● EXERCISE AIM: Rewrite the lines from the start through the line containing "[0,7,149,280]" as a Markdown table with the columns Row and Line, skipping blank lines and leaving out the pictures.

[Image entries for named regions]
■ ■ ■ ■ ■
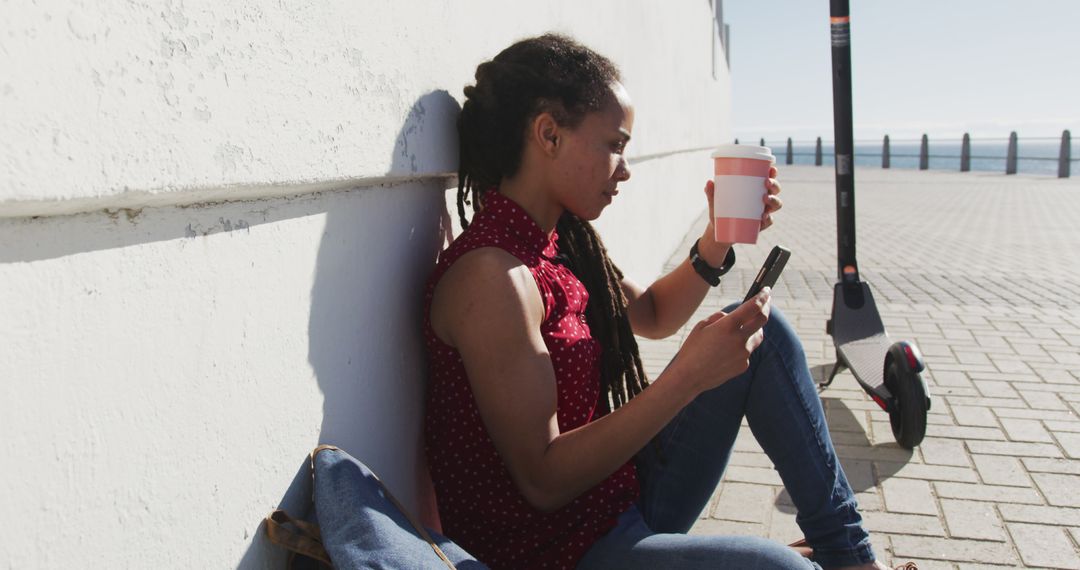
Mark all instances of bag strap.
[266,508,330,565]
[311,444,457,570]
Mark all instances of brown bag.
[266,445,456,570]
[266,508,334,570]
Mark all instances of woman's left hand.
[698,166,784,267]
[761,166,784,230]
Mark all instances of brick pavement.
[640,166,1080,569]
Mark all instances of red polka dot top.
[423,190,638,569]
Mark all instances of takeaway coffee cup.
[713,145,777,244]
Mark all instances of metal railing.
[735,130,1080,178]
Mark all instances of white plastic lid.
[713,145,777,162]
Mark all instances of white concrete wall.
[0,0,730,569]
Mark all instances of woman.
[424,35,894,569]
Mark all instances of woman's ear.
[529,112,562,155]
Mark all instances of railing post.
[960,133,971,172]
[1005,131,1016,174]
[919,135,930,171]
[1057,128,1072,178]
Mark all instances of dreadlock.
[457,33,648,410]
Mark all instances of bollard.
[919,135,930,171]
[1005,131,1016,174]
[960,133,971,172]
[1057,128,1072,178]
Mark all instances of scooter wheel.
[885,361,929,449]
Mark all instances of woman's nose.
[615,157,630,182]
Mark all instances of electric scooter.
[819,0,930,449]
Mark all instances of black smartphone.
[743,245,792,302]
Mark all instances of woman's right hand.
[669,288,772,394]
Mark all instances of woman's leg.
[578,507,820,570]
[637,308,874,566]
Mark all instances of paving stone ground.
[640,166,1080,569]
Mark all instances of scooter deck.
[832,282,892,399]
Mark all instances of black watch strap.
[690,241,735,287]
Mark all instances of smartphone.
[743,245,792,302]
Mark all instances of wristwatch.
[690,242,735,287]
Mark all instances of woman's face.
[554,82,634,220]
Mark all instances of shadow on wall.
[239,91,460,568]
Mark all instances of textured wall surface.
[0,0,730,568]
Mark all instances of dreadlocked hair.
[457,33,648,410]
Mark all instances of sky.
[723,0,1080,145]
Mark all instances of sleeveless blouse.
[423,190,638,569]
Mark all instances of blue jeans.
[578,307,874,570]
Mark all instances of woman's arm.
[432,248,769,512]
[622,167,783,338]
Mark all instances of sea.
[756,137,1080,177]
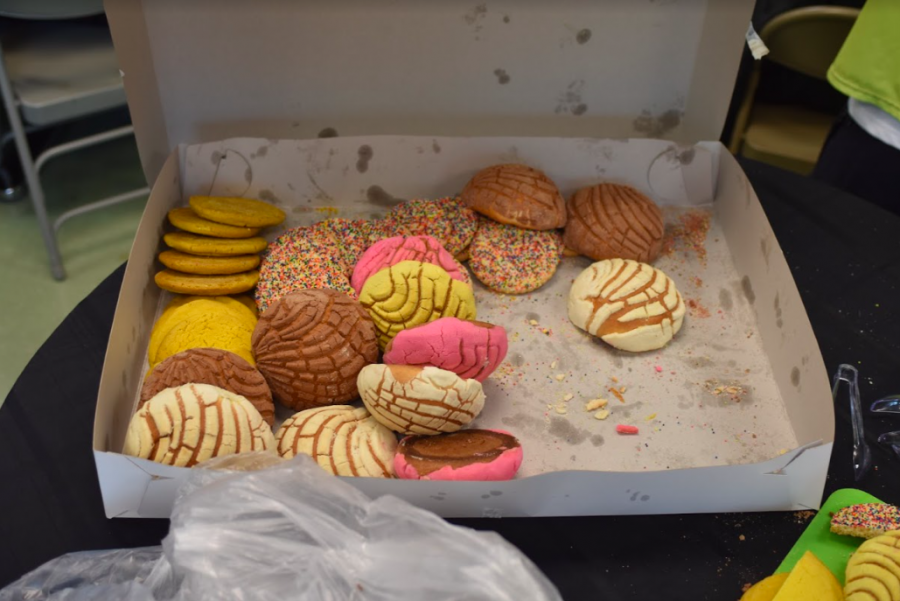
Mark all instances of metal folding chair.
[0,7,149,280]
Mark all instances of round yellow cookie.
[740,572,788,601]
[169,207,259,238]
[359,261,475,350]
[147,295,256,365]
[234,294,259,317]
[153,269,259,296]
[163,232,268,257]
[159,250,259,275]
[150,300,256,369]
[188,196,286,227]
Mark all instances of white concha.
[275,405,397,478]
[357,364,484,434]
[122,384,275,467]
[568,259,685,353]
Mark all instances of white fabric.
[847,98,900,150]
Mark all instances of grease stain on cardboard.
[356,144,375,173]
[632,109,684,138]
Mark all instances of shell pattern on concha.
[359,364,484,434]
[253,290,378,409]
[564,183,665,263]
[568,259,685,352]
[275,405,397,478]
[359,261,476,349]
[122,384,275,467]
[139,348,275,426]
[844,530,900,601]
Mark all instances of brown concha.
[563,183,665,263]
[252,289,378,410]
[138,348,275,426]
[461,164,566,230]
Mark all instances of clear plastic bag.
[0,456,560,601]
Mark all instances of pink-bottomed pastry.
[394,429,522,481]
[350,236,472,294]
[384,317,509,382]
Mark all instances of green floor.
[0,138,146,404]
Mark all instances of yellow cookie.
[159,250,259,275]
[147,295,256,366]
[169,207,259,238]
[150,300,256,369]
[188,196,285,227]
[163,232,268,257]
[153,269,259,296]
[359,261,475,350]
[229,294,259,317]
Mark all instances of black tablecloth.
[0,161,900,601]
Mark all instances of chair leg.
[0,49,66,280]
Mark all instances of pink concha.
[384,317,509,382]
[350,236,472,294]
[394,430,524,481]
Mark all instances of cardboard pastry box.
[94,0,834,517]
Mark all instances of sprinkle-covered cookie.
[387,197,478,255]
[469,219,561,294]
[255,226,356,313]
[831,503,900,538]
[313,217,372,264]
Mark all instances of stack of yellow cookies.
[154,196,285,296]
[147,296,256,375]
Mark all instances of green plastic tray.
[775,488,882,586]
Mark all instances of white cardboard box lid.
[94,136,834,517]
[105,0,753,182]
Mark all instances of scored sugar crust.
[139,348,275,426]
[563,183,665,263]
[350,236,471,293]
[359,261,476,349]
[275,405,397,478]
[462,164,566,230]
[122,384,275,467]
[358,364,484,434]
[252,290,378,409]
[568,259,685,352]
[384,317,509,382]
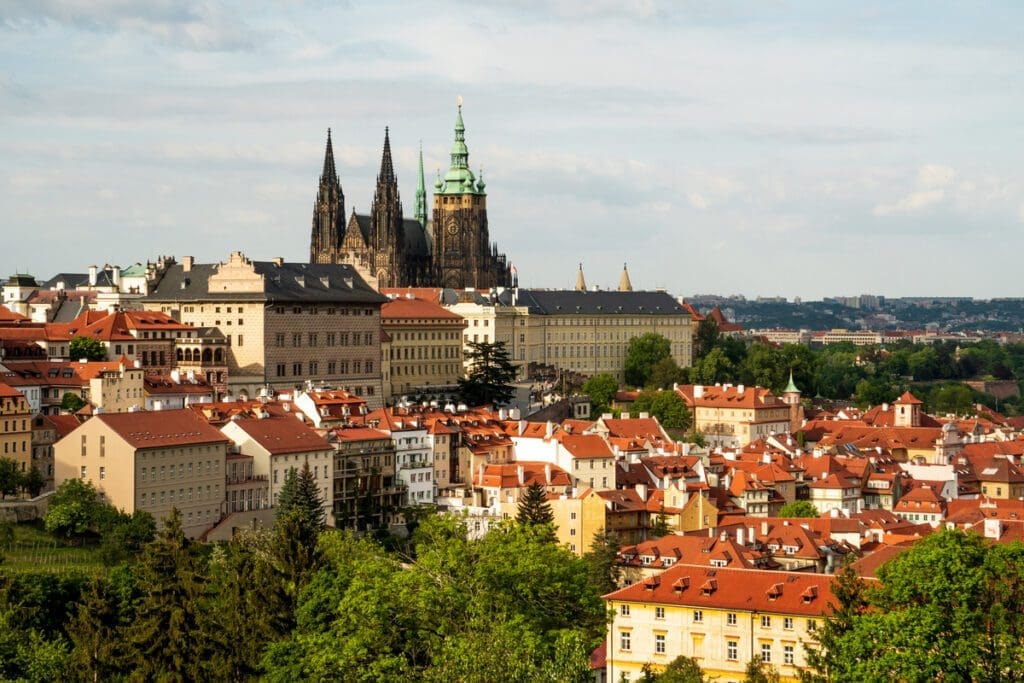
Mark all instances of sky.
[0,0,1024,299]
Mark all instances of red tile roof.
[604,564,836,616]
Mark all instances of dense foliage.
[0,509,606,683]
[808,529,1024,682]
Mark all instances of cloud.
[0,0,266,51]
[874,188,946,216]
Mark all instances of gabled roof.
[231,417,333,456]
[83,410,228,449]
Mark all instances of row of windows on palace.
[276,332,374,348]
[275,359,374,382]
[618,605,817,665]
[172,304,374,317]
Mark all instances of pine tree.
[125,508,209,681]
[276,462,327,531]
[459,342,516,405]
[515,481,555,524]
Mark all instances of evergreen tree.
[125,508,209,681]
[515,481,555,525]
[459,342,516,405]
[276,462,327,531]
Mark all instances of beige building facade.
[142,252,386,408]
[53,410,228,538]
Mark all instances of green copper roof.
[782,370,800,393]
[438,97,485,195]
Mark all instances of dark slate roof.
[39,272,89,290]
[354,213,431,258]
[146,261,387,304]
[517,290,688,315]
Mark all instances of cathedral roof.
[352,213,431,258]
[146,261,387,304]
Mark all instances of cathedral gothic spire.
[309,128,345,263]
[618,263,633,292]
[414,142,427,230]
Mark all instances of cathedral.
[309,101,512,290]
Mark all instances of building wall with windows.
[0,382,32,472]
[53,410,228,538]
[604,564,834,683]
[142,252,386,408]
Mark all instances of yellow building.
[676,384,792,447]
[0,382,32,472]
[548,488,604,557]
[381,294,466,400]
[53,410,229,538]
[604,564,835,683]
[141,252,386,409]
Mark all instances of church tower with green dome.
[431,97,511,290]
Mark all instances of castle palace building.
[309,101,512,289]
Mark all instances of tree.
[583,528,622,595]
[459,342,516,405]
[580,373,618,415]
[633,389,693,429]
[276,462,327,531]
[43,479,105,539]
[68,335,106,360]
[808,529,1024,682]
[626,332,672,387]
[60,391,86,413]
[647,356,688,389]
[125,508,210,681]
[778,501,821,517]
[693,317,719,360]
[0,458,22,500]
[515,481,555,525]
[690,346,733,384]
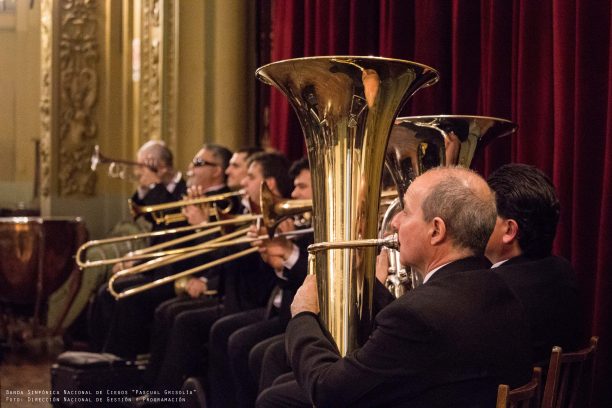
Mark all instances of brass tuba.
[381,115,517,297]
[256,56,438,355]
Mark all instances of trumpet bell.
[256,56,438,355]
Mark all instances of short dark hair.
[289,156,310,180]
[202,143,233,171]
[487,163,561,257]
[247,152,293,197]
[421,166,497,256]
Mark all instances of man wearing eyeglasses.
[92,144,232,359]
[182,144,236,225]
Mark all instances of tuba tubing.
[256,56,438,355]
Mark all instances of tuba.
[256,56,438,355]
[380,115,517,297]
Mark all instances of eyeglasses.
[191,157,219,167]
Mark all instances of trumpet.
[128,190,245,224]
[91,145,157,181]
[108,228,313,299]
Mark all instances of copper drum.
[0,217,87,304]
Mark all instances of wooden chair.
[496,367,542,408]
[542,336,599,408]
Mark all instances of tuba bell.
[256,56,438,355]
[380,115,517,297]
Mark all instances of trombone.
[128,190,245,224]
[75,214,261,269]
[108,228,313,300]
[75,183,312,269]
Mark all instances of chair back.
[496,367,542,408]
[542,336,599,408]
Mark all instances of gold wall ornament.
[41,0,99,196]
[39,0,53,197]
[135,0,178,148]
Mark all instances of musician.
[208,157,313,407]
[147,152,291,396]
[225,147,262,190]
[131,140,187,245]
[485,164,585,363]
[90,144,232,359]
[88,140,187,350]
[146,147,262,383]
[258,167,531,407]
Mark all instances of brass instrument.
[104,183,312,299]
[75,214,261,269]
[91,145,157,182]
[128,190,245,224]
[108,229,312,299]
[381,115,517,297]
[256,56,438,355]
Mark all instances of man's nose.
[391,212,402,231]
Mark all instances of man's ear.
[264,177,281,197]
[215,166,225,178]
[430,217,446,245]
[502,218,518,244]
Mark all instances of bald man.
[257,167,531,408]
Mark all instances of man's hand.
[259,237,293,271]
[247,219,295,271]
[185,278,208,298]
[376,248,389,285]
[138,155,167,188]
[181,186,209,225]
[291,275,319,317]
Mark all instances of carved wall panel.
[41,0,99,196]
[137,0,178,147]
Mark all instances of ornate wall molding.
[138,0,178,146]
[40,0,53,197]
[58,0,100,195]
[41,0,99,196]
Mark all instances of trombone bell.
[256,57,438,355]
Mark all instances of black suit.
[494,256,585,363]
[92,180,229,359]
[131,178,187,245]
[258,258,531,407]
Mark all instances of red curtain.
[262,0,612,407]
■ ■ ■ ■ ■
● CORRECT RESPONSE:
| Row | Line |
|---|---|
| 1 | Mark all instances of bag strap. |
| 2 | [266,508,330,565] |
| 3 | [311,444,457,570] |
| 4 | Mark all instances of brown bag. |
| 5 | [266,445,456,570] |
| 6 | [266,508,334,570] |
| 7 | Mark all instances of woman's left hand. |
| 8 | [698,166,784,267] |
| 9 | [761,166,784,230] |
| 10 | Mark all instances of brick pavement. |
| 11 | [640,166,1080,569] |
| 12 | Mark all instances of red polka dot top. |
| 13 | [423,190,638,569] |
| 14 | Mark all instances of takeaway coffee cup. |
| 15 | [713,145,777,244] |
| 16 | Mark all instances of metal railing. |
| 17 | [735,130,1080,178] |
| 18 | Mark all instances of white plastic lid. |
| 19 | [713,145,777,162] |
| 20 | Mark all instances of white concrete wall. |
| 21 | [0,0,730,569] |
| 22 | Mark all instances of woman. |
| 23 | [424,35,894,569] |
| 24 | Mark all instances of woman's ear. |
| 25 | [529,112,562,155] |
| 26 | Mark all instances of railing post. |
| 27 | [960,133,971,172] |
| 28 | [1005,131,1016,174] |
| 29 | [919,135,930,171] |
| 30 | [1057,128,1072,178] |
| 31 | Mark all instances of dreadlock. |
| 32 | [457,33,648,410] |
| 33 | Mark all instances of bollard. |
| 34 | [919,135,930,171] |
| 35 | [1005,131,1016,174] |
| 36 | [960,133,971,172] |
| 37 | [1057,128,1072,178] |
| 38 | Mark all instances of scooter wheel. |
| 39 | [885,361,929,449] |
| 40 | Mark all instances of woman's nose. |
| 41 | [615,157,630,182] |
| 42 | Mark all instances of electric scooter. |
| 43 | [819,0,930,449] |
| 44 | Mark all instances of black smartphone. |
| 45 | [743,245,792,302] |
| 46 | Mark all instances of woman's right hand. |
| 47 | [669,288,772,394] |
| 48 | Mark all instances of woman's leg. |
| 49 | [578,507,820,570] |
| 50 | [637,308,874,566] |
| 51 | Mark all instances of paving stone ground. |
| 52 | [640,166,1080,569] |
| 53 | Mark all instances of scooter deck. |
| 54 | [832,282,892,399] |
| 55 | Mark all instances of black watch strap. |
| 56 | [690,241,735,287] |
| 57 | Mark all instances of smartphone. |
| 58 | [743,245,792,302] |
| 59 | Mark all instances of wristwatch. |
| 60 | [690,242,735,287] |
| 61 | Mark all instances of woman's face. |
| 62 | [554,82,634,220] |
| 63 | Mark all instances of shadow on wall. |
| 64 | [239,91,460,568] |
| 65 | Mark all instances of textured wall surface. |
| 66 | [0,0,730,568] |
| 67 | Mark all instances of dreadlocked hair. |
| 68 | [457,33,648,410] |
| 69 | Mark all instances of sky. |
| 70 | [723,0,1080,145] |
| 71 | Mark all instances of sleeveless blouse. |
| 72 | [423,190,638,569] |
| 73 | Mark all instances of blue jeans. |
| 74 | [578,307,874,570] |
| 75 | Mark all instances of woman's arm. |
| 76 | [432,248,769,512] |
| 77 | [622,167,783,338] |
| 78 | Mark all instances of sea. |
| 79 | [756,137,1080,177] |
| 80 | Mark all instances of metal folding chair. |
| 81 | [0,7,149,280] |